▶ [Explore the material]
**a)** According to the passage on HE4 assays for monitoring ovarian cancer, how many women provided the remnant serial samples in the retrospective ARCHITECT HE4 study?
**b)** Extend the passage on HE4 assays for monitoring ovarian cancer from its final sentence.

▶ [Passage shown]
○ ○ ○

Another analysis estimated the cutoff values and specificities for the HE4 and CA 125 assays across a range of fixed sensitivities, where the sensitivities of the HE4 and CA 125 assays were set at the same values. The specificity values for CA 125 and HE4 did not differ statistically at the respective cutoffs and sensitivities. These data were also said to confirm that the HE4 EIA test was not inferior to the CA 125 test for detecting ovarian cancer progression.
The 510(k) substantial equivalence determination decision summary for the ARCHITECT HE4 assay reported data from a retrospective study using remnant serial samples from 76 women diagnosed with EOC being monitored after completion of chemotherapy.7, The eligibility criteria included the availability of at least 3 serial specimens; samples could have been drawn during and/or after treatment. Clinical determination of disease progression was used as the reference standard. A positive test was defined as an HE4 level that was 14% higher than the previous reading. Using this cutoff, the sensitivity of the assay for detecting progressive disease was 53 (53.5%) of 99 events. The specificity of the assay was 260 (78.5%) of 331. Of note, the sensitivity is lower than that previously reported for the HE4 EIA test at a similar specificity, when a cutoff of a 25% increase was used (sensitivity, 60.3%; specificity, 75%).
The FDA documents noted that there is no clinically accepted cutoff for monitoring cancer progression in EOC patients using the HE4 assays. As mentioned, a study included in the HE4 EIA assay materials defined a positive test as a level 25% higher than a previous measurement, and a study on the ARCHITECT HE4 test defined a positive test as an increase of at least 14% in the level of HE4. The FDA documents further stated that clinicians may decide whether to use the cutoffs in the studies or another cutoff that reflects personal preferences in the tradeoff between sensitivity and specificity.
Published observational studies on the diagnostic performance of HE4 for monitoring progression and/or recurrence of EOC are described next.

○ ○ ○

▶ [Given records]
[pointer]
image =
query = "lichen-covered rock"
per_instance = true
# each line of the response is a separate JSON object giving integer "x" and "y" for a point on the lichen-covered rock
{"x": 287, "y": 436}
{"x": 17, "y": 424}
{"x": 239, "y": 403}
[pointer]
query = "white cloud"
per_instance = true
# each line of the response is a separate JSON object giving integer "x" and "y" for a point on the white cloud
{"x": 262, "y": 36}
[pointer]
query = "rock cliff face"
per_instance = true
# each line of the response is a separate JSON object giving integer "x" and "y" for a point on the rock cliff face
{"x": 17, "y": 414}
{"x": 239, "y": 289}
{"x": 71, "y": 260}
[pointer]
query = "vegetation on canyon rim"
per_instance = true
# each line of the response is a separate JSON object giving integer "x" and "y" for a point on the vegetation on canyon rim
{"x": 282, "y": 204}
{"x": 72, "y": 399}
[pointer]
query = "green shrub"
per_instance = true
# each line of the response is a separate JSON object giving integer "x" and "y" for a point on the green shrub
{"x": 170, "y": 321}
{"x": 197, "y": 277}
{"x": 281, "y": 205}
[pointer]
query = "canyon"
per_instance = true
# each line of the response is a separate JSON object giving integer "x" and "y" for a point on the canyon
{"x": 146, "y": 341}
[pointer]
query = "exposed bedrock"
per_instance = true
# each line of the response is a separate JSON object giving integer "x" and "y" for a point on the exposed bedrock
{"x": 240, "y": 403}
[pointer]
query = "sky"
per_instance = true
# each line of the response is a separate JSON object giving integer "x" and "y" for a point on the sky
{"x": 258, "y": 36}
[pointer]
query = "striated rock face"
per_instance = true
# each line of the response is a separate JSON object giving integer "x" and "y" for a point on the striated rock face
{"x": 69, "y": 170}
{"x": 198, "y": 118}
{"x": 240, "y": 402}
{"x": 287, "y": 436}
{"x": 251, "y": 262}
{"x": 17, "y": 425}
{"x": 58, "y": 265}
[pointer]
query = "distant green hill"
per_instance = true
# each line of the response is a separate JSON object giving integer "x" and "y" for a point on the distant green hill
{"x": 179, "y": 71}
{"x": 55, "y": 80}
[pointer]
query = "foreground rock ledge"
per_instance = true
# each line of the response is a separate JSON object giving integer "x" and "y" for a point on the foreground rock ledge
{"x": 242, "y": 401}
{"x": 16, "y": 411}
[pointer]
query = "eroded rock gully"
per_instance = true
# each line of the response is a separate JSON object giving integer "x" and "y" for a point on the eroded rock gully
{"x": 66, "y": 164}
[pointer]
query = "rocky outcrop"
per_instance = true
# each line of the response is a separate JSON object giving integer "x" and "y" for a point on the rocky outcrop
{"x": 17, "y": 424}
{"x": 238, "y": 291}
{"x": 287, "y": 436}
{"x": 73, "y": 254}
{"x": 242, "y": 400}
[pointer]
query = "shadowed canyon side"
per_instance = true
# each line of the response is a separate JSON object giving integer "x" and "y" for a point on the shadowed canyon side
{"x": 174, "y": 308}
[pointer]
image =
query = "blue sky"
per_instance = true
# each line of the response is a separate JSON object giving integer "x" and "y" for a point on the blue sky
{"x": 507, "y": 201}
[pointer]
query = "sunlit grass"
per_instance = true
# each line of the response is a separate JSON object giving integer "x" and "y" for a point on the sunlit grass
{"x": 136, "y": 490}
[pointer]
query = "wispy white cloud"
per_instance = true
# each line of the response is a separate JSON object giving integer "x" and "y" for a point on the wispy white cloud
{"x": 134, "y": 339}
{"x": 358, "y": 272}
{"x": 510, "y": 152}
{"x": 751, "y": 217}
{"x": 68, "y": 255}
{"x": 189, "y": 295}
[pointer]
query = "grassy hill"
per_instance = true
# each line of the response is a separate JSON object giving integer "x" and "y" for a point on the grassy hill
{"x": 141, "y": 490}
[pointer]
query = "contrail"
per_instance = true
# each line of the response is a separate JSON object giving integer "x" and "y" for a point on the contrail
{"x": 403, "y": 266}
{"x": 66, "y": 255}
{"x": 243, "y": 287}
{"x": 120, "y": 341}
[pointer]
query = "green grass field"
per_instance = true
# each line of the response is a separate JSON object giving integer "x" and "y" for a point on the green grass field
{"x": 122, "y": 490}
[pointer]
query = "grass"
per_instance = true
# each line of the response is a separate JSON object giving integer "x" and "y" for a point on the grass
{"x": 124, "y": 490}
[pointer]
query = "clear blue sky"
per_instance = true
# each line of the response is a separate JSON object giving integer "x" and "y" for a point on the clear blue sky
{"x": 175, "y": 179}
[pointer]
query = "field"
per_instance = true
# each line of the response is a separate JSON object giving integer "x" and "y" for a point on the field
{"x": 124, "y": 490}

○ ○ ○

▶ [Written responses]
**a)** 76 women diagnosed with EOC

**b)**
Nassir et al(2016) published an analysis of data from an earlier study by Braicu et al (OVCAD study, 2013).8, The OVCAD study evaluated 275 patients with advanced primary ovarian cancer who underwent cytoreductive surgery and adjuvant platinum-based chemotherapy at a specialized clinic.Ninety-two (33%) of 275 patients, who had preoperative and follow-up plasma samples for analyzing HE4 and CA 125, were included in the analysis; however, 13 preoperative HE4 samples and 10 postoperative CA 125 samples were missing. Both preoperative HE4 and CA 125 levels significantly predicted 12-month recurrence or death. Among responders, median OS was worse among patients for whom both biomarkers were elevated (hazard ratio [HR], 17.96; 95% CI, 4.00 to 80.85; p<.001) compared to patients for whom no biomarker was elevated. The CI for the OS analysis was wide, indicating an imprecise estimate. There was no significant association with median OS when only 1 biomarker was elevated; the sample size may have been inadequate for this analysis.
Vallius et al (2017) reported a study that was designed to assess fluorodeoxyglucose-positron emission tomography/computed tomography imaging and serum tumor markers in epithelial ovarian cancer staging and chemotherapy response. A substudy analysis evaluated the use of HE4 profiles to predict treatment outcomes during the first line of chemotherapy after primary cytoreductive surgery.9, HE4 and CA 125 were measured in patients with the Federation of International Gynecology and Obstetrics III/IV EOC who received primary debulking surgery followed by platinum-based chemotherapy or neoadjuvant chemotherapy followed by interval debulking surgery. HE4 at the time of diagnosis was not associated with progression-free survival (PFS) (p=.24), whereas lower CA 125 at the time of diagnosis predicted longer PFS (HR, 1.45; 95% CI, 1.09 to 1.94; p=.01). When patients who underwent either surgical approach were combined (n=40), those with no macroscopic residual disease after cytoreductive surgery were more likely to have lower postoperative HE4 values. Both HE4 and CA 125 nadir values were associated with a greater complete response to chemotherapy. Tables 2 through 5 below summarize findings for this study.
Potenza et al (2020) retrospectively assessed 78 patients with EOC to determine whether HE4 and CA 125 measured at diagnosis and before each platinum-based chemotherapy cycle could predict lack of response to chemotherapy and disease recurrence.10, The proportions of patients who were sensitive, partially resistant, and refractory to chemotherapy were 73%, 16.6%, and 6.4%, respectively. After a median follow-up of 10 months, both HE4 and CA 125 had a positive correlation to PFS when measured after the third chemotherapy cycle (both p=.0001). At the time of diagnosis, HE4 and CA 125 levels lower than the population mean value were also positively correlated to PFS (both p<.05).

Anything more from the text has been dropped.